##### Exercise materials

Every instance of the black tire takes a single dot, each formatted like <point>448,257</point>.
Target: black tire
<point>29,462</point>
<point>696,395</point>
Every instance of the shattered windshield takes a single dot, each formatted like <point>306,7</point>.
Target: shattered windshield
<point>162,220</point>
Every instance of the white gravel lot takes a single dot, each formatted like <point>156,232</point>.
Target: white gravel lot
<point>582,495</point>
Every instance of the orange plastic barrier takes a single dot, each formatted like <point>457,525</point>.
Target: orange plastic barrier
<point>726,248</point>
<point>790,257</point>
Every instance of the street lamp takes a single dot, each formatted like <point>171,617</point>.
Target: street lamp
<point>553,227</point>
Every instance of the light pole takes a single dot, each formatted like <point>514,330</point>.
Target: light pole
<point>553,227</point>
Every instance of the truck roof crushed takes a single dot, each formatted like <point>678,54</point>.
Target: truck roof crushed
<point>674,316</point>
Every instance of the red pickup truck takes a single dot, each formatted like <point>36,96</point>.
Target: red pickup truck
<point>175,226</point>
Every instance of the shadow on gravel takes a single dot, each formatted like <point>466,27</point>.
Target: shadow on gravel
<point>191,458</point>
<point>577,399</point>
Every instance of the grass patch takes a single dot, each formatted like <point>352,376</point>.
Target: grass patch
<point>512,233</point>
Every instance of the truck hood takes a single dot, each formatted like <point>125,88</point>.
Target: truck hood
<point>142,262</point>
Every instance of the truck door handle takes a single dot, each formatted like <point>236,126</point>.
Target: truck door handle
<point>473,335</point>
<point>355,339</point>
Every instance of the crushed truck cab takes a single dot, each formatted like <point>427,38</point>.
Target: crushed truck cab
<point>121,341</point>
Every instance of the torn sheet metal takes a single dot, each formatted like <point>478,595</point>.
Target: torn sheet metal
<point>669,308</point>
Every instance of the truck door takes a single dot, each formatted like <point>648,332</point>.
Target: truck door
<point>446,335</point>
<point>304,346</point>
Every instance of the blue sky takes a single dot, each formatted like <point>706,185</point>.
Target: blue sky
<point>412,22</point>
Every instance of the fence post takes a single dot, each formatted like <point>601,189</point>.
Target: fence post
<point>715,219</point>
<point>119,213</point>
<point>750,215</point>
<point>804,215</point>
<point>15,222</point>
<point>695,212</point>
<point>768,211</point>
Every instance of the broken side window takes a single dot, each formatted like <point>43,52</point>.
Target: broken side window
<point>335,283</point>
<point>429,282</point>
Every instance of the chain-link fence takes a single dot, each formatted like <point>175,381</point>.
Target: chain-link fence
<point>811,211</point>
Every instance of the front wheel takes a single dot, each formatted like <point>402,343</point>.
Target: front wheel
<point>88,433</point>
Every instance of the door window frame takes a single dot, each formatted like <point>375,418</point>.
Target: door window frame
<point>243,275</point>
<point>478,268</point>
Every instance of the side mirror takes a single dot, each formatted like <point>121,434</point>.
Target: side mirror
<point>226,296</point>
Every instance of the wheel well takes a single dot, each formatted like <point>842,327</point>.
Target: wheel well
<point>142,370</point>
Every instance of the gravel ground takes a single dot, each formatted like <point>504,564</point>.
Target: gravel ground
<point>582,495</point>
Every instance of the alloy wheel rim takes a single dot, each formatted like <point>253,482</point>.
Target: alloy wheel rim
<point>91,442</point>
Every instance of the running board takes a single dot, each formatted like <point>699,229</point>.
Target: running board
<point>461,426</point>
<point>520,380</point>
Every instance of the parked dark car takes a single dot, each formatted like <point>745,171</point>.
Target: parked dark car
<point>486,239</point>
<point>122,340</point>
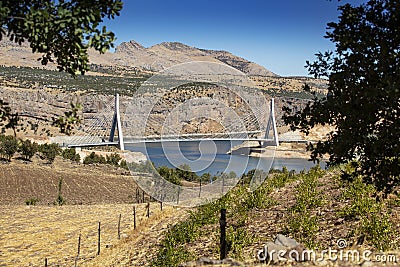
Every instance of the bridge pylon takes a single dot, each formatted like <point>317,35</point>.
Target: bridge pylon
<point>271,125</point>
<point>117,124</point>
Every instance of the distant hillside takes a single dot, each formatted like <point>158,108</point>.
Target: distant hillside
<point>134,55</point>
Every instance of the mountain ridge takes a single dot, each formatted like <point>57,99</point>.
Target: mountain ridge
<point>133,54</point>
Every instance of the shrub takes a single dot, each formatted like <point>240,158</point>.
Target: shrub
<point>8,146</point>
<point>28,149</point>
<point>113,159</point>
<point>49,151</point>
<point>70,153</point>
<point>31,201</point>
<point>94,158</point>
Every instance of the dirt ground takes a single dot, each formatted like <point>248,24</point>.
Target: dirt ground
<point>29,234</point>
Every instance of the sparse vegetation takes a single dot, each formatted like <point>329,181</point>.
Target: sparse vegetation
<point>70,153</point>
<point>28,149</point>
<point>32,201</point>
<point>49,152</point>
<point>8,146</point>
<point>94,158</point>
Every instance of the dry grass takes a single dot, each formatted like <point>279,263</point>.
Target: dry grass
<point>30,234</point>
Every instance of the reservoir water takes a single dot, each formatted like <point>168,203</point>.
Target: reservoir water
<point>211,157</point>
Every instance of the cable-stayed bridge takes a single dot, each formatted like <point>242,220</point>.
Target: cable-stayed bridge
<point>111,127</point>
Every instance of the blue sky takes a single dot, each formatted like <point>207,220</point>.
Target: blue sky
<point>279,35</point>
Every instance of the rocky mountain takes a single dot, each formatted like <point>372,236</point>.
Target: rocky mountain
<point>167,54</point>
<point>134,55</point>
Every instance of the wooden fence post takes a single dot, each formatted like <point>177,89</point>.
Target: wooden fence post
<point>200,188</point>
<point>222,240</point>
<point>79,250</point>
<point>119,226</point>
<point>98,240</point>
<point>134,217</point>
<point>179,192</point>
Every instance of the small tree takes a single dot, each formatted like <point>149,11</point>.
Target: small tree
<point>363,94</point>
<point>8,119</point>
<point>49,151</point>
<point>28,149</point>
<point>94,158</point>
<point>62,31</point>
<point>70,119</point>
<point>113,159</point>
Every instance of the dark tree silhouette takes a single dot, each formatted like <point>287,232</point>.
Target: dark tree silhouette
<point>363,99</point>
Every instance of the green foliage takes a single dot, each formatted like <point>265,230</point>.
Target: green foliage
<point>363,93</point>
<point>49,151</point>
<point>28,149</point>
<point>61,31</point>
<point>362,205</point>
<point>113,159</point>
<point>302,223</point>
<point>378,230</point>
<point>237,240</point>
<point>170,175</point>
<point>27,77</point>
<point>8,146</point>
<point>238,202</point>
<point>70,153</point>
<point>8,120</point>
<point>123,164</point>
<point>70,119</point>
<point>94,158</point>
<point>360,200</point>
<point>31,201</point>
<point>304,226</point>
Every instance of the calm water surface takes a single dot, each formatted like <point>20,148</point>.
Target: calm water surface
<point>212,157</point>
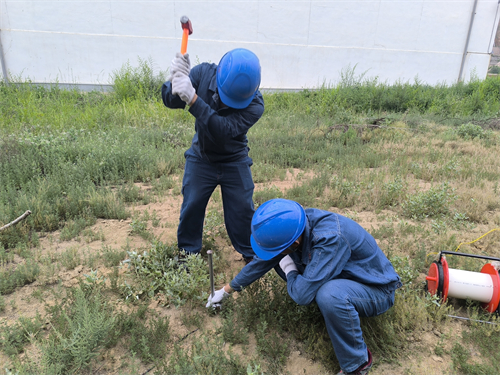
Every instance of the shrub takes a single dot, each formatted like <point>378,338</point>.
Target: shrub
<point>432,203</point>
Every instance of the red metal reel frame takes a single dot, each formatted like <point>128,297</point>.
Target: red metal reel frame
<point>446,282</point>
<point>495,277</point>
<point>433,279</point>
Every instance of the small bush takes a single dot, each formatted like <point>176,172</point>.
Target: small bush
<point>80,331</point>
<point>203,357</point>
<point>14,337</point>
<point>432,203</point>
<point>24,274</point>
<point>471,131</point>
<point>138,83</point>
<point>158,271</point>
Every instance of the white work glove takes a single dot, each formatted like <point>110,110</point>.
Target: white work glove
<point>182,86</point>
<point>180,64</point>
<point>287,264</point>
<point>216,301</point>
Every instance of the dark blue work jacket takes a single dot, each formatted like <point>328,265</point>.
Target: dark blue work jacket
<point>333,247</point>
<point>221,133</point>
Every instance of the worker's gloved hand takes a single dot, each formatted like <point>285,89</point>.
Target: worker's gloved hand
<point>287,264</point>
<point>182,86</point>
<point>180,64</point>
<point>216,301</point>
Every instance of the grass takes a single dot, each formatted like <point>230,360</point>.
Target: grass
<point>416,164</point>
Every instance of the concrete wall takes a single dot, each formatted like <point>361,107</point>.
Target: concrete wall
<point>301,44</point>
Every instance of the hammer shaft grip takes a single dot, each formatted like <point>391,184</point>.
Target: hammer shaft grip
<point>185,34</point>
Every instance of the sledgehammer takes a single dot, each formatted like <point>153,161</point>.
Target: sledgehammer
<point>211,269</point>
<point>187,29</point>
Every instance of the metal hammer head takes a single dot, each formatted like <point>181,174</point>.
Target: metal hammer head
<point>186,24</point>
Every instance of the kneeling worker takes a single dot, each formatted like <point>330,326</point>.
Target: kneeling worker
<point>328,258</point>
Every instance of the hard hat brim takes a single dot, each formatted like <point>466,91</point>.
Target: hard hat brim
<point>264,254</point>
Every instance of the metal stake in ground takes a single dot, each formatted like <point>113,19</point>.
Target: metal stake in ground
<point>187,29</point>
<point>211,269</point>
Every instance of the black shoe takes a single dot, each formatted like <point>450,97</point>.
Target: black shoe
<point>182,259</point>
<point>363,369</point>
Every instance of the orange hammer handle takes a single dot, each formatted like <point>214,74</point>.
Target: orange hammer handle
<point>185,34</point>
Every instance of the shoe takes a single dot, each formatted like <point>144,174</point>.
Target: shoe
<point>363,369</point>
<point>182,259</point>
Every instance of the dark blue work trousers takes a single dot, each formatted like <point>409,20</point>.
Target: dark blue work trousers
<point>199,181</point>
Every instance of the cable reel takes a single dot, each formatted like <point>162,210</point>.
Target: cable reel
<point>481,286</point>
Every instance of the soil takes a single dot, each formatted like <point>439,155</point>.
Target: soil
<point>117,234</point>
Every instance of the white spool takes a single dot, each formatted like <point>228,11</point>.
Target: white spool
<point>473,285</point>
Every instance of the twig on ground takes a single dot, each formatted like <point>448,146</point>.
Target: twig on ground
<point>22,217</point>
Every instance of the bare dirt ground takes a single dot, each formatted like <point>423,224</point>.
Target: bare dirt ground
<point>117,234</point>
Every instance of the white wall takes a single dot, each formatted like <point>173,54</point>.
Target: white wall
<point>301,44</point>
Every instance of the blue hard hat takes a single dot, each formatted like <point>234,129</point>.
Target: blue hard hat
<point>275,226</point>
<point>238,77</point>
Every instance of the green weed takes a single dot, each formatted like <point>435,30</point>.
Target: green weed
<point>432,203</point>
<point>204,356</point>
<point>13,338</point>
<point>158,271</point>
<point>79,331</point>
<point>23,274</point>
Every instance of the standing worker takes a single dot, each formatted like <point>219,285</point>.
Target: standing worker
<point>226,103</point>
<point>328,258</point>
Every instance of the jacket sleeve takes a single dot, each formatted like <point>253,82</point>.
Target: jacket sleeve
<point>330,254</point>
<point>170,100</point>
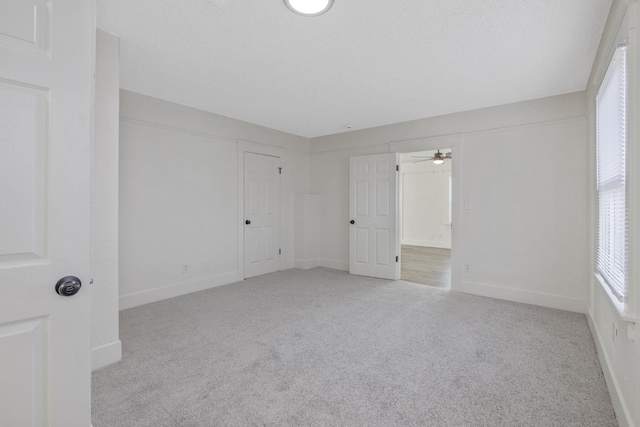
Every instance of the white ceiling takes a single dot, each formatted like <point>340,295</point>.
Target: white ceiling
<point>366,62</point>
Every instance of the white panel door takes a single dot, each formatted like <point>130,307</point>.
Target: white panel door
<point>373,242</point>
<point>46,57</point>
<point>262,214</point>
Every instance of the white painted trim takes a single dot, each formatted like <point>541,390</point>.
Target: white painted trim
<point>333,264</point>
<point>244,147</point>
<point>159,294</point>
<point>455,143</point>
<point>619,404</point>
<point>179,129</point>
<point>427,243</point>
<point>306,264</point>
<point>561,302</point>
<point>106,355</point>
<point>417,144</point>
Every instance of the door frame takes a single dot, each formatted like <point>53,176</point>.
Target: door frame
<point>264,150</point>
<point>456,143</point>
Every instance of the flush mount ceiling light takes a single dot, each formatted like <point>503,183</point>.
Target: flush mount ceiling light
<point>309,7</point>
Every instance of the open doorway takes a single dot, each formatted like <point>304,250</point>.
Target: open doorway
<point>426,217</point>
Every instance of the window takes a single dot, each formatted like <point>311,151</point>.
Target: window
<point>611,120</point>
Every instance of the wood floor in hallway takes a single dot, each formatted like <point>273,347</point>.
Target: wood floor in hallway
<point>426,266</point>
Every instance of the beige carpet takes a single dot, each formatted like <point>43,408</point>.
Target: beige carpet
<point>321,347</point>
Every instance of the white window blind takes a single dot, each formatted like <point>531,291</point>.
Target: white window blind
<point>611,262</point>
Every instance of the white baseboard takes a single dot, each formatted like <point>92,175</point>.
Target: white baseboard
<point>528,297</point>
<point>159,294</point>
<point>106,355</point>
<point>306,264</point>
<point>427,243</point>
<point>619,404</point>
<point>333,264</point>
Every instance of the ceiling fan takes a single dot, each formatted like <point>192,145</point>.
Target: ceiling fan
<point>438,158</point>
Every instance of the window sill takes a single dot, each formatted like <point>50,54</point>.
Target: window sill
<point>617,305</point>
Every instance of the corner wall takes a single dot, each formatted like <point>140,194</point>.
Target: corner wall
<point>105,336</point>
<point>180,202</point>
<point>521,167</point>
<point>620,358</point>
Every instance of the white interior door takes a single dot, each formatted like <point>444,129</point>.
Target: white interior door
<point>46,57</point>
<point>262,214</point>
<point>374,249</point>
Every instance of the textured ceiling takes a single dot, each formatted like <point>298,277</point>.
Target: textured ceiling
<point>365,62</point>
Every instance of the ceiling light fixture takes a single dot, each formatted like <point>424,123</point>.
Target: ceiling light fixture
<point>309,7</point>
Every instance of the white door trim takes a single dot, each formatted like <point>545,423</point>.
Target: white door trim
<point>265,150</point>
<point>456,144</point>
<point>370,221</point>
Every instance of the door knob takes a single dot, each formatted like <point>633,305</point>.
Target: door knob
<point>68,286</point>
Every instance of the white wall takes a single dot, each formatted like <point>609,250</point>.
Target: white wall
<point>180,198</point>
<point>425,204</point>
<point>105,341</point>
<point>620,360</point>
<point>524,237</point>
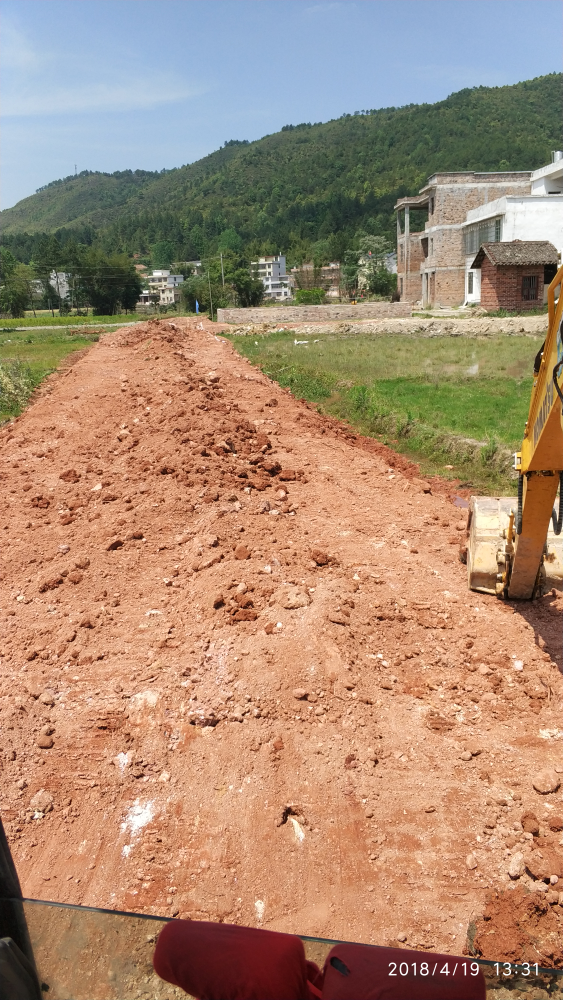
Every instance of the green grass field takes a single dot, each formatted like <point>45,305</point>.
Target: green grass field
<point>27,357</point>
<point>443,401</point>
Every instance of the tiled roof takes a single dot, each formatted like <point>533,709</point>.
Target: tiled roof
<point>527,253</point>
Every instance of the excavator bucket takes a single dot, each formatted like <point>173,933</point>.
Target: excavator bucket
<point>490,523</point>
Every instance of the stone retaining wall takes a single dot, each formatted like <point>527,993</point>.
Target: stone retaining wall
<point>315,314</point>
<point>485,326</point>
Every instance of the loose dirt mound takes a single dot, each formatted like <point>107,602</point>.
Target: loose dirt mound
<point>243,678</point>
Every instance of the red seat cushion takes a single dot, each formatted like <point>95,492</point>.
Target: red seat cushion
<point>227,962</point>
<point>361,972</point>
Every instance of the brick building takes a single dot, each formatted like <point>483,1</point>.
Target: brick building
<point>463,210</point>
<point>513,275</point>
<point>431,262</point>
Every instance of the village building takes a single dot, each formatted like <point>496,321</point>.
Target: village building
<point>515,276</point>
<point>163,289</point>
<point>327,277</point>
<point>464,210</point>
<point>272,273</point>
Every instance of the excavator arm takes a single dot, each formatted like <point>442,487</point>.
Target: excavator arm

##########

> **Written problem**
Render the material from the line containing "Every instance of the textured" through the line containing "<point>524,237</point>", both included, as a numbered list with blank lines omitted.

> **Solution to this problem**
1. Every instance of the textured ceiling takes a single dot, each formatted like <point>298,277</point>.
2. Target: textured ceiling
3. <point>365,62</point>
4. Every instance of the ceiling light fixture takes a single dot, each formatted like <point>424,123</point>.
5. Target: ceiling light fixture
6. <point>309,7</point>
7. Every instance of the white door trim takes a single dot, each formatted like <point>545,423</point>.
8. Target: white door trim
9. <point>265,150</point>
10. <point>456,144</point>
11. <point>370,221</point>
12. Every instance of the door knob takes a single dot, each formatted like <point>633,305</point>.
13. Target: door knob
14. <point>68,286</point>
15. Every instance of the white wall takes a single dot, each formatted like <point>609,250</point>.
16. Target: white wall
17. <point>180,198</point>
18. <point>425,204</point>
19. <point>105,341</point>
20. <point>620,360</point>
21. <point>524,237</point>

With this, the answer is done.